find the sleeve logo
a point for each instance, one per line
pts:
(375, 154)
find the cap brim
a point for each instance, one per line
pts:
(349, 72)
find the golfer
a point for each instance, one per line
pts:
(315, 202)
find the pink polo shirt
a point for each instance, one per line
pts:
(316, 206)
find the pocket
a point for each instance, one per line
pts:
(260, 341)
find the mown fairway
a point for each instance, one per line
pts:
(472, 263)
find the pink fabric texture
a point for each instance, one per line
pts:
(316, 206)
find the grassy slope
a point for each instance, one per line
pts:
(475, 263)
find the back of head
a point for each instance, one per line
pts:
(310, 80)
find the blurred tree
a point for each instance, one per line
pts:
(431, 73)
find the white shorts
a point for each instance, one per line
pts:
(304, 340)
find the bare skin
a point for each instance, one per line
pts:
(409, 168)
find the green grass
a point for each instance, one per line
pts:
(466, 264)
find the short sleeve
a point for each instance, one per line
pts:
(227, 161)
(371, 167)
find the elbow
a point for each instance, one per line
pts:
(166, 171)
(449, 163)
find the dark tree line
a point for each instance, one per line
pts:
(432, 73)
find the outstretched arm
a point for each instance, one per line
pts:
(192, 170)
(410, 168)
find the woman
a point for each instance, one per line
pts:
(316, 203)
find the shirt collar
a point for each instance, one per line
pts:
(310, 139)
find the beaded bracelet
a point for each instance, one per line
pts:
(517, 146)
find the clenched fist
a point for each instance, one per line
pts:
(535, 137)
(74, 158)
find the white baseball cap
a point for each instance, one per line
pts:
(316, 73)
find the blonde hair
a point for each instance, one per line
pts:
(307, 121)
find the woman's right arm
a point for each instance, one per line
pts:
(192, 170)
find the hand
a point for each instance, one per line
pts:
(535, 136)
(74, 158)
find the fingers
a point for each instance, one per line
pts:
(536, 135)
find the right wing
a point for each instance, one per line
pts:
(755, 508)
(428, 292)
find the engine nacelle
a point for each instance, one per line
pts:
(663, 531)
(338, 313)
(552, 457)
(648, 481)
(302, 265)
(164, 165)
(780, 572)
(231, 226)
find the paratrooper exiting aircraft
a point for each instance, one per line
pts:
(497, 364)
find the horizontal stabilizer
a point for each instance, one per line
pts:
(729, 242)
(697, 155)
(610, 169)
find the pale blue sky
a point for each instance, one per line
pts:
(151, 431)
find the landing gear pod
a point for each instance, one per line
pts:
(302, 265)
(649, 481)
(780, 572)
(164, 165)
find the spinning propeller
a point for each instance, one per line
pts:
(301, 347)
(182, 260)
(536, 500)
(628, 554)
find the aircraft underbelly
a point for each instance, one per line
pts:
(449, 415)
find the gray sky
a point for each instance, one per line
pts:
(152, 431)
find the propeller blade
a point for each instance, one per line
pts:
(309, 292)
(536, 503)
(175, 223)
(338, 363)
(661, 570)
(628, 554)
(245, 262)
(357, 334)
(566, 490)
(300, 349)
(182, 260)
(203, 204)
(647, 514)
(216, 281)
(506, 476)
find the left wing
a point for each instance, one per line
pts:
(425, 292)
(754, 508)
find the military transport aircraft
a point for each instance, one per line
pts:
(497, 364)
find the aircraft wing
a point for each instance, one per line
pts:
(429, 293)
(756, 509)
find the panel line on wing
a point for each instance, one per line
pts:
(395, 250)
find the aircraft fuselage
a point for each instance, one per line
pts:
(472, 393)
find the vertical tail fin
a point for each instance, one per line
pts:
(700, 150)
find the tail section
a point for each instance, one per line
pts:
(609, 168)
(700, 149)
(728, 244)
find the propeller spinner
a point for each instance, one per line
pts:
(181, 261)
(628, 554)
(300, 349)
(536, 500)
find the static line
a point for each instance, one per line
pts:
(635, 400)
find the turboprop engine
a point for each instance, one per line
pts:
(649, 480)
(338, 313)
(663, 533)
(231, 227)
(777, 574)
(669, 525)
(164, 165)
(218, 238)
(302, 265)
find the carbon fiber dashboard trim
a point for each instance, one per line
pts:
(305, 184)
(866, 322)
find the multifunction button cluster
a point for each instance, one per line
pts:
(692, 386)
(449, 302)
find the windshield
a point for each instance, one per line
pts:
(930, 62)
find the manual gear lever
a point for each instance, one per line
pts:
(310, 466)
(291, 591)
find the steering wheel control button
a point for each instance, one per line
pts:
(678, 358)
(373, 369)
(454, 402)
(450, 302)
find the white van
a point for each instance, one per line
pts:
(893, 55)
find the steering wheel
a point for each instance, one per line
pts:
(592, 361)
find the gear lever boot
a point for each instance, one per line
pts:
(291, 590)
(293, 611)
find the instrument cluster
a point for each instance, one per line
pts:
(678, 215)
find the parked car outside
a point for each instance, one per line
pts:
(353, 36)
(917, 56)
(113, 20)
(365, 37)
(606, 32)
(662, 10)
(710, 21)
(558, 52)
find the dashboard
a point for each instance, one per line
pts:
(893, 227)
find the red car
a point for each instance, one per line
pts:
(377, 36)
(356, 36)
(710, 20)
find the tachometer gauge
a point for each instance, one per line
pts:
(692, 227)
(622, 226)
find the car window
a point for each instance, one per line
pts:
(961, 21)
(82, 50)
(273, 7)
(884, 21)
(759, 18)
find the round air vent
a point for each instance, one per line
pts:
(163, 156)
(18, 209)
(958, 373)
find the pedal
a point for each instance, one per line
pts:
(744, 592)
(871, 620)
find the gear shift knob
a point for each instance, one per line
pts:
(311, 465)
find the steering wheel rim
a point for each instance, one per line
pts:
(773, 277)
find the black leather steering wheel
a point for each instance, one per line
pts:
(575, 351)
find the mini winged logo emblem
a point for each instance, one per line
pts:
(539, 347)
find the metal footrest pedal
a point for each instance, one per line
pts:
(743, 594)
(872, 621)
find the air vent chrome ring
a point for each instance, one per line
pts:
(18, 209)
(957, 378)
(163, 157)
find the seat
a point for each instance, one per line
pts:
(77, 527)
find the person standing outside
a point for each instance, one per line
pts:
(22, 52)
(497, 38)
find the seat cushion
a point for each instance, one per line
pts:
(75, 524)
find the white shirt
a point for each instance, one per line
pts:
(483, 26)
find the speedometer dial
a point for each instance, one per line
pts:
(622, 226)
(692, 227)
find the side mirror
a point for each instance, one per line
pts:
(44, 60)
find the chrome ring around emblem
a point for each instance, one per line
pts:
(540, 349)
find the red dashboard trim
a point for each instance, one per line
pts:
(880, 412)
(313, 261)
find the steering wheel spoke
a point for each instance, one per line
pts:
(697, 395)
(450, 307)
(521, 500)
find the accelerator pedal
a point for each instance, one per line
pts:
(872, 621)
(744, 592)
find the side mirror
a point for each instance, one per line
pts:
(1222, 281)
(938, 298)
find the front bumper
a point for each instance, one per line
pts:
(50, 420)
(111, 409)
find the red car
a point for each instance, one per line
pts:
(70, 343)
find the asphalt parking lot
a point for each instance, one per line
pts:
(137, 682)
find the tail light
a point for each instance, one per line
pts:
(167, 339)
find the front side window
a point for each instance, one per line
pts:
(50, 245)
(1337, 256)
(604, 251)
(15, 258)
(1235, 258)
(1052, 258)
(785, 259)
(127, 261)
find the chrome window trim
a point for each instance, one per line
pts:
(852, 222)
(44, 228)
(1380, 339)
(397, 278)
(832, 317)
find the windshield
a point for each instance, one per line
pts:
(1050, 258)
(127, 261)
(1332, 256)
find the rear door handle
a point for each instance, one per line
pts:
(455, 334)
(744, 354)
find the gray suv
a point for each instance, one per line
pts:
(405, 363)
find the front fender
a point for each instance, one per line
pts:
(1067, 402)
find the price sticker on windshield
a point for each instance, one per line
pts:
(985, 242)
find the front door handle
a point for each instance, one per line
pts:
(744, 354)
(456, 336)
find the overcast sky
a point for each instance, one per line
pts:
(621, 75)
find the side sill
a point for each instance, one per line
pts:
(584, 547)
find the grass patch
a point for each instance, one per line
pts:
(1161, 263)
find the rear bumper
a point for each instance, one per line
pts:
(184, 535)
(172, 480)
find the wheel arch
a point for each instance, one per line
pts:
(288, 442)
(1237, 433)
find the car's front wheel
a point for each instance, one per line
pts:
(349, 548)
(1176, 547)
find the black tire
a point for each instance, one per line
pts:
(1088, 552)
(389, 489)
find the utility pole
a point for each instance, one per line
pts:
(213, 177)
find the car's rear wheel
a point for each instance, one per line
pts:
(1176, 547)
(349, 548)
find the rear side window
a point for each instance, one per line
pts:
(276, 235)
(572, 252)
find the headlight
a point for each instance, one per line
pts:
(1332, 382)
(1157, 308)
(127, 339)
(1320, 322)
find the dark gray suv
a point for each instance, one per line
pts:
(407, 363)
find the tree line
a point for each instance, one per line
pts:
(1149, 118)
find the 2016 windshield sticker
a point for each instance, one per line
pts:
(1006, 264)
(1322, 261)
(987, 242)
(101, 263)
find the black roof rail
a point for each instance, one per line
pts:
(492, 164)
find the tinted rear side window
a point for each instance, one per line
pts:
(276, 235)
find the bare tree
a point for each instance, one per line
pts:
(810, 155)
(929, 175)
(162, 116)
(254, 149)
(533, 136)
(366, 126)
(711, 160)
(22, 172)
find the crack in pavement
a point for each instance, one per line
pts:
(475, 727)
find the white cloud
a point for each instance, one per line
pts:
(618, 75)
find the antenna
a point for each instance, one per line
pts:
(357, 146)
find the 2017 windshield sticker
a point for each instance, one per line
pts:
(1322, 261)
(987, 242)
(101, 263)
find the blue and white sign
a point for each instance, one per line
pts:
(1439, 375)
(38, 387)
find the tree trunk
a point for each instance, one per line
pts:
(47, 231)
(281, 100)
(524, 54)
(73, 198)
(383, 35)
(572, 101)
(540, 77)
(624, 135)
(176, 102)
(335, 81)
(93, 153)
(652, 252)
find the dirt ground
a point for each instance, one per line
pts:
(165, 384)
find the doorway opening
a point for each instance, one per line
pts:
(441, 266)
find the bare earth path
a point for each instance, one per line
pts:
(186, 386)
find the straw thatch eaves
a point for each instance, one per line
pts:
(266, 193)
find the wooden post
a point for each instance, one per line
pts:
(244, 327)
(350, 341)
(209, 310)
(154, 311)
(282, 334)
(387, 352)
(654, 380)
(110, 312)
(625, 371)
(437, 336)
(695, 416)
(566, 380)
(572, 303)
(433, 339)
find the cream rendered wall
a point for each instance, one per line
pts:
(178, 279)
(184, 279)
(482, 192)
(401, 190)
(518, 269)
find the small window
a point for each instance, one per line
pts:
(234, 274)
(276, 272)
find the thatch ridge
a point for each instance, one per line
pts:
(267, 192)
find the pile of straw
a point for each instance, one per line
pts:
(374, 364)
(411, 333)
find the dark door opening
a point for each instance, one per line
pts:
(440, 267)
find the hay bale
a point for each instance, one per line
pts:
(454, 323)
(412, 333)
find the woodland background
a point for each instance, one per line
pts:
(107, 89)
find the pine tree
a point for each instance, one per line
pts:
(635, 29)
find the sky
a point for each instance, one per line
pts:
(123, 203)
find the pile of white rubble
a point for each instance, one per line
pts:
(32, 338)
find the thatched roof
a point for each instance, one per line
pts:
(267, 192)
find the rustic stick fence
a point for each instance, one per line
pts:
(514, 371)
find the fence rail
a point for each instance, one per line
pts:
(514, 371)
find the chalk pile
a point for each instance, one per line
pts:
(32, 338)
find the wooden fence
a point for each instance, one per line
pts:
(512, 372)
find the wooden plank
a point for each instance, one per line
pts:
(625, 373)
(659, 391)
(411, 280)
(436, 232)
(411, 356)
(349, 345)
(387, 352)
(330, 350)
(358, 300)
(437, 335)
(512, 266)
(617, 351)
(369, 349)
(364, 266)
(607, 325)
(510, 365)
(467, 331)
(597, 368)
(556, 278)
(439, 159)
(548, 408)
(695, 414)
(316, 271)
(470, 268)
__________________________________________________
_EXERCISE BRIEF_
Where a line above includes "trim", copy that line.

_FINISHED TASK_
find the carbon fiber dashboard trim
find the red dashboard trim
find the chrome window trim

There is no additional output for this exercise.